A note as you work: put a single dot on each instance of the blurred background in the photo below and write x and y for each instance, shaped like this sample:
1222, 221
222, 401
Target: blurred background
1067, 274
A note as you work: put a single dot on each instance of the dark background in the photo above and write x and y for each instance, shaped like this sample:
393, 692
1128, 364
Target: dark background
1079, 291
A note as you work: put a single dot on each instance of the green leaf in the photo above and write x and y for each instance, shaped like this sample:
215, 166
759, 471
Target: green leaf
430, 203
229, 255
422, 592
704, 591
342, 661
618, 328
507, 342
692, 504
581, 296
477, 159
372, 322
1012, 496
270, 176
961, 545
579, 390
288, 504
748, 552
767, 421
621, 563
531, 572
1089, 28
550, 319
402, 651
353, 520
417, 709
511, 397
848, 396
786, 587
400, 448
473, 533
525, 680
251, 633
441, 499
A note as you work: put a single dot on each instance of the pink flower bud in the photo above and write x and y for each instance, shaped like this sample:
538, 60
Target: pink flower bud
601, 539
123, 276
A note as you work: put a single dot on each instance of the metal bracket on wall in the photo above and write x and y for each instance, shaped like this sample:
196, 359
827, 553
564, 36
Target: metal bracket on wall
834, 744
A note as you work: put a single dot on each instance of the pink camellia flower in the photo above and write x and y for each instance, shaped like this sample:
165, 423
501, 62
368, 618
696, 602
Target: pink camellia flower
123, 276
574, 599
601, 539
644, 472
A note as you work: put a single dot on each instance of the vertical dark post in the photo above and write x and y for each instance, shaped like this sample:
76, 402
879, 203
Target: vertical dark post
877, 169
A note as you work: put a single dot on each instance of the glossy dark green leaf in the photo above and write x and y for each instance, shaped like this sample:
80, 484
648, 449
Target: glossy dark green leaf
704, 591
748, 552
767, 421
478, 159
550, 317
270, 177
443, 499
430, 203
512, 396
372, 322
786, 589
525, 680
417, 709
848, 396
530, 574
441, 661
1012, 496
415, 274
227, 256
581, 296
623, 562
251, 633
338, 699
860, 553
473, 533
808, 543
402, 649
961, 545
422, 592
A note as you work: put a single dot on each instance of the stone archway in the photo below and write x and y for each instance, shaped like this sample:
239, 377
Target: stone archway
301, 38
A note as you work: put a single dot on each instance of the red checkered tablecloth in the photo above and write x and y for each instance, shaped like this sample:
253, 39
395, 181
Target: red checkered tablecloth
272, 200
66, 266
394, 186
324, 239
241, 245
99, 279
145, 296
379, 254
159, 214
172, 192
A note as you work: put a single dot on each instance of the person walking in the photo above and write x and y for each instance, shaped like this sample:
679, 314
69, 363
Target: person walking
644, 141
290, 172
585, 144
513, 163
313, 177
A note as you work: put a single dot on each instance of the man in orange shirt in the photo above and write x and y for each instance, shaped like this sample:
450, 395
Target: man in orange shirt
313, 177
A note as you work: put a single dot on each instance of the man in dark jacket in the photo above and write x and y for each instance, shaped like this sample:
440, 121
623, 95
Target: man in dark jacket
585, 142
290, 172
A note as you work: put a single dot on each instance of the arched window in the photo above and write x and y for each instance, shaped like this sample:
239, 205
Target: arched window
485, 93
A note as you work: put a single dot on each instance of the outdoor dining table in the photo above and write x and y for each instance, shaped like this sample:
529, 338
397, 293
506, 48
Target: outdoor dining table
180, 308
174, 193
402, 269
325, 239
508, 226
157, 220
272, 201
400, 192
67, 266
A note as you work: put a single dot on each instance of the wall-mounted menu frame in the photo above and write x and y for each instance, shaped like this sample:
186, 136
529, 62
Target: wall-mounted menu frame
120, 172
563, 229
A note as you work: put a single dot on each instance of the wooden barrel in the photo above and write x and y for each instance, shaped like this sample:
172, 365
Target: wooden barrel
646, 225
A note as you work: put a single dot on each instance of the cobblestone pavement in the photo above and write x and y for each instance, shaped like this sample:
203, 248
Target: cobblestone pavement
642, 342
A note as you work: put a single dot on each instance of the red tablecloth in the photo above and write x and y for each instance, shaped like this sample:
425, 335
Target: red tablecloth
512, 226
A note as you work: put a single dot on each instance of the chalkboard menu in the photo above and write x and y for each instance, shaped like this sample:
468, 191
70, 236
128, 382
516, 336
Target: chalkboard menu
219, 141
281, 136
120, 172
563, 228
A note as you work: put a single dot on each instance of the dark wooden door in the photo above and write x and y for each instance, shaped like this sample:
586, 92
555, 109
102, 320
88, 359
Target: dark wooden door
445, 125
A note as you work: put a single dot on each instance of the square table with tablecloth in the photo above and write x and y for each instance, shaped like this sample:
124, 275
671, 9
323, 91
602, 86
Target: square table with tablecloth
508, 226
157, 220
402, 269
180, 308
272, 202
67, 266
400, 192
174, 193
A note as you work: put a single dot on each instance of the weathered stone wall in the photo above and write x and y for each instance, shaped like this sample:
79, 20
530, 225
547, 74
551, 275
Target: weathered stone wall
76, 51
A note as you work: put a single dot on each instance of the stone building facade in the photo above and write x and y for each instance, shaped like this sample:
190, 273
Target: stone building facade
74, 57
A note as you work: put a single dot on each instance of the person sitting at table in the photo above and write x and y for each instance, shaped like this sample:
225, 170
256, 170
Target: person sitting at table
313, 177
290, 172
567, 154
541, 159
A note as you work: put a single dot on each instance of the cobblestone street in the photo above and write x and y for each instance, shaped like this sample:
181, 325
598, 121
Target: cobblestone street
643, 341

★ ★ ★

## Your instructions:
All of the data shown above must be copied exactly.

## Exercise solution:
A note as you work: put a single dot on each instance of the blurred background in the photo below and write x and y for each instance, shaped like this sample:
1222, 221
222, 401
Target: blurred background
1067, 274
A note as you work: put a single dot on each instance of the dark background in the photo above and write x and y for each instance, shaped like this sample:
393, 692
1128, 364
Target: dark background
1079, 291
A note as you work: put a single dot on each instance of the green leaf in the photo above and write x and y for each instance, shaped like this sample:
215, 166
759, 471
Target: green leaf
430, 203
229, 255
422, 592
704, 591
342, 661
618, 328
507, 342
692, 504
581, 296
477, 159
372, 322
1012, 496
270, 176
961, 545
579, 390
288, 504
748, 552
767, 421
621, 563
531, 572
1089, 28
550, 319
402, 651
353, 520
417, 709
511, 397
848, 396
786, 587
400, 448
473, 533
525, 680
251, 633
441, 499
A note as you work: put a single dot on each instance of the pink flower bud in the photo above and write x and y for each instance, shaped like this sample:
538, 60
Target: pink flower bud
601, 539
123, 276
A note as you work: put a single dot on each instance of the metal bracket on wall in the photo above and write x and y for each instance, shaped like this sample:
196, 359
827, 553
564, 36
Target: metal bracket on wall
834, 744
A note as you work: put a single dot on each instance of the pink camellia flower in the photo above and write x and y for each instance, shaped like this sample:
165, 423
501, 62
368, 618
696, 602
Target: pink camellia flower
123, 276
574, 599
601, 539
644, 472
A note as you work: put a single dot on each instance of the vertical dark post in the photo above and write x and y for each instance, shaped like this sample:
76, 402
879, 203
Target: vertical dark post
877, 169
A note as you work: put a single dot on each instance of the glossy dark green leaf in the photo above and write x and y for each instance, shaped like this sample:
80, 484
648, 449
Target: glossy dark green leaf
704, 591
748, 552
767, 421
478, 159
550, 317
270, 177
443, 499
430, 203
512, 396
372, 322
786, 589
525, 680
417, 709
848, 396
530, 574
441, 661
1012, 496
415, 274
227, 256
581, 296
623, 562
251, 633
338, 699
860, 553
473, 533
808, 543
402, 649
961, 545
422, 592
A note as you work: put a single dot on each instance of the stone archway in the photo below and write x and y for each instance, shaped like this sample:
239, 377
Target: stone archway
301, 38
A note as you work: put a single dot on each instance of the red checkered tablecloth in the photo above and write x and y for each instance, shaped like this sample:
253, 39
395, 181
Target: red checkered tablecloth
272, 200
66, 266
394, 186
324, 239
241, 245
99, 279
145, 296
379, 254
159, 214
172, 192
A note as you work: put a single dot on each instance of the person walking in the photo above and write x and y for each instance, shaped like this sample:
679, 314
69, 363
Target: person walking
644, 141
290, 172
585, 144
513, 163
313, 177
A note as you work: put a single dot on each instance of the man in orange shirt in the photo above and write x and y for each instance, shaped like this sample:
450, 395
Target: man in orange shirt
313, 177
A note as you work: put a single dot on each instance of the man in dark jacket in the photo above and write x and y for each instance, shaped like this sample:
440, 121
623, 95
Target: man in dark jacket
585, 142
290, 172
A note as you work: put a single dot on each instance of the arched window in the photo above and write x and y for each instance, shaped like this sample:
239, 205
Target: arched window
485, 93
A note as you work: put a single dot on each instance of the outdoor dining table in the photo above and write x and y for each instance, shaped like this sample:
529, 338
397, 293
506, 48
Target: outdoor dining table
180, 308
174, 193
402, 269
325, 239
508, 226
157, 220
272, 201
400, 192
67, 266
A note as you work: put a single dot on each instance of the wall-mounted menu frame in the photo above and write x and y for each instance, shaped like this sample:
186, 136
529, 62
Target: wall-mounted menu frame
120, 172
563, 229
A note as you work: put a single dot on each instance of the wooden barrel in the photo above and write x and y for each instance, shaped like this sample:
172, 365
Target: wooden barrel
646, 225
A note as you work: put a single dot on each instance of the cobblestone pavement in the photo above and write x and y for each instance, shaped like this sample:
203, 248
Target: cobblestone pavement
642, 342
A note as you work: put a single dot on each instance of the red tablecloth in the photo above and write x and y for each instance, shaped like this sample:
425, 335
Target: red tablecloth
512, 226
A note as you work: put a single dot on each instance of the chalkboard menu in the photo above and write x and y for each instance, shaped like this sample:
468, 191
70, 236
128, 382
516, 336
Target: chalkboard menu
219, 141
281, 136
120, 172
563, 228
A note as you work: put a single dot on each instance of the dark wooden door in the photo above and write x and y for each instance, shaped like this sample:
586, 92
555, 109
102, 320
88, 359
Target: dark wooden door
445, 125
A note as you work: put a single dot on each instance of the square table with tablecloth in the photo above and write x and y for each instance, shaped like this sample:
124, 275
671, 9
323, 91
602, 86
Target: square table with tablecloth
508, 226
157, 220
402, 269
180, 308
272, 202
67, 266
400, 192
174, 193
A note as you work: put a single dot on each instance of the weathered stone wall in the photo above and write x and y for each instance, shaped like this sample:
79, 20
530, 225
547, 74
551, 275
Target: weathered stone wall
76, 51
A note as you work: put a single dot on each instance of the stone building facade in the photo above and write x and y for each instance, shaped like this sample:
190, 273
Target: stone building facade
74, 57
A note as you work: put a single dot on each instance of the person sitting at table in the photo above and write x and y for each instance, shaped like this sample:
225, 170
256, 170
Target: person sitting at table
313, 177
290, 172
567, 154
541, 159
A note as you work: put a single dot on each instance of the cobblestone street in the photo above and write x and y for each instance, shaped like this sample:
181, 325
598, 121
Target: cobblestone street
643, 341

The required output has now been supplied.